> [PASSAGE FOR REVIEW]:
NAPLES, Italy — About once a day, an elevator breaks down on Capodichino. And some unfortunate person gets trapped in one about every six days.

It’s a common source of grumbling among people on base, especially sailors in the barracks.

But the number of incidents isn’t abnormal, and most breakdowns could be avoided if people would just be nice to their elevators, base and elevator officials say.

“These things are fairly delicate; if they’re mistreated, they can break down,” said Lt. Brian Gilligan, director of the facilities support contracts division, which inspects elevator contractors.

Abused elevators that are less than desirable in appearance don’t get much respect, said Robert Cotton, an elevator consultant and expert witness in San Francisco.

“Elevators have a personality, I think,” said Cotton, noting there is a lot of vandalism in areas with a large population of young people, such as a college campus.

> [MATERIAL PROVIDED]:
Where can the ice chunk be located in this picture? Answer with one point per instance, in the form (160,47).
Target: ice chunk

> [TASK BRIEF]: For each of the statements (a), (b) and (c), say yes or no according to the elevator article above, and quote the words from it that decide. (a) An elevator breaks down on Capodichino about once a day. (b) Base and elevator officials say the number of incidents is abnormal. (c) Robert Cotton works as an elevator consultant in San Francisco.

> [EXERCISE SOLUTION]:
(a) Yes: "About once a day, an elevator breaks down on Capodichino."
(b) No: "the number of incidents isn’t abnormal"
(c) Yes: "an elevator consultant and expert witness in San Francisco"